What you are asked to do: Any picture among the records should be left out, please; retype the rest exactly.

#####

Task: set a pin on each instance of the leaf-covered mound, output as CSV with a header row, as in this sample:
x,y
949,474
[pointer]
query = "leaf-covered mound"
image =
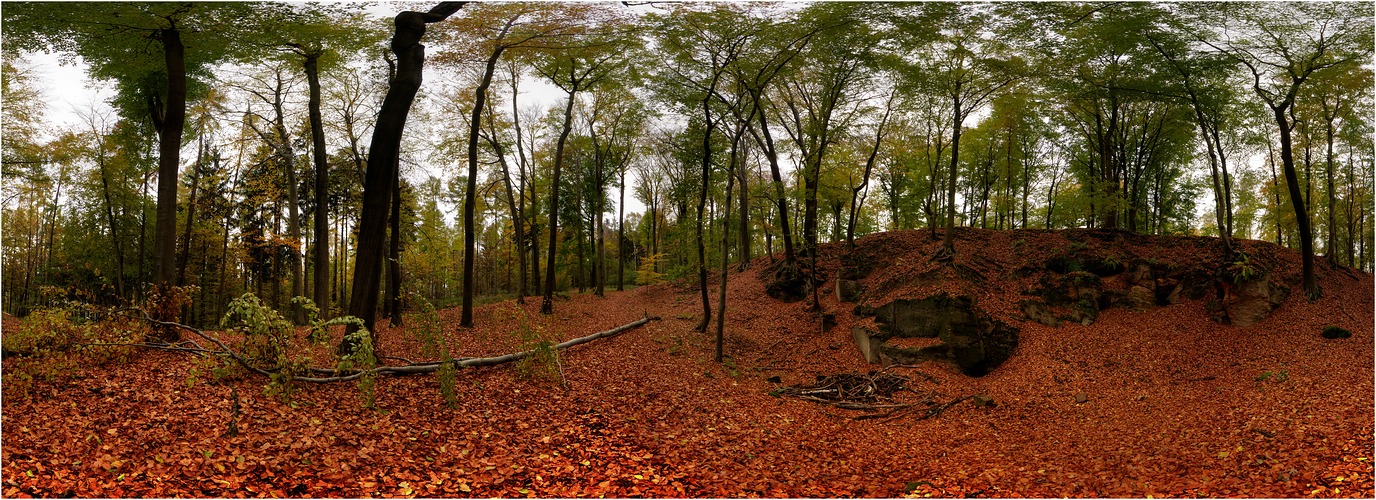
x,y
1174,404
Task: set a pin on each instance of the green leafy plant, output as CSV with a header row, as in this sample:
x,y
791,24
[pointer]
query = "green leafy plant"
x,y
428,331
266,342
1336,332
362,358
541,361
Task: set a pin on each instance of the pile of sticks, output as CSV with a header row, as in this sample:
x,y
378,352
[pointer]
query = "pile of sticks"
x,y
851,390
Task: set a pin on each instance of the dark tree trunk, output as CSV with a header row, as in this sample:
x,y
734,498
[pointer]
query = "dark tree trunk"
x,y
868,167
948,240
702,205
621,232
725,255
322,182
383,159
394,259
546,306
169,154
471,188
190,215
780,197
1306,240
109,215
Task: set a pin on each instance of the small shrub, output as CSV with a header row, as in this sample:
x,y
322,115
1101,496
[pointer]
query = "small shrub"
x,y
429,332
266,343
362,358
1280,376
646,274
541,361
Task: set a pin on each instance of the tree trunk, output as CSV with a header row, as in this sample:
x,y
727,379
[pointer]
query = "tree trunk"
x,y
471,188
383,159
109,215
621,232
169,154
190,215
322,182
948,240
546,306
1331,244
780,197
725,259
1306,241
394,259
702,205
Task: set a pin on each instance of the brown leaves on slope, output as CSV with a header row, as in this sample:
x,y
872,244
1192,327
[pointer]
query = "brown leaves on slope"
x,y
1174,408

#####

Result of the task:
Task: set a pin on each instance of the leaf-covered mound, output as CSV with a header row, as in this sample:
x,y
949,474
[pointer]
query = "leaf-covered mound"
image =
x,y
1174,404
Task: set a pin on each instance of the green leafy plant, output as CSV with a header row, as in this sample:
x,y
791,24
[pointer]
query = "green leafy plant"
x,y
428,331
266,342
1336,332
362,358
541,361
Task: set a pin on each instance of the pile of sticks, output as CSV with a header row, as in this sample:
x,y
378,352
[pointer]
query = "pile of sticks"
x,y
851,390
Task: set a pin on each instance of the dark tree trunk, output as CSV with a header row, as in this sample:
x,y
734,498
[pointer]
query = "dark tree trunk"
x,y
868,167
948,240
702,205
621,232
725,255
322,182
383,159
394,259
546,306
169,154
471,188
190,215
780,197
1306,240
109,215
Task: set a pin on each instance of the small shrub, output as CSV with a header row, as in this sample:
x,y
322,115
1101,496
[pointer]
query = "small shrub"
x,y
429,332
266,343
362,358
1280,376
646,274
541,361
Task: set a pin on each instance of the tree trunk, output as CSV with a header row, as in this sample:
x,y
727,379
[pointer]
query = "tree trunk"
x,y
471,188
383,159
109,215
621,232
169,154
190,215
322,182
948,240
546,306
1331,244
780,197
725,259
1306,241
394,259
702,205
Task: set a pin on each instance of the brown leaves on slope, output as CSV with a header row, as in this sample:
x,y
872,244
1192,327
[pointer]
query = "brown leaves on slope"
x,y
1174,408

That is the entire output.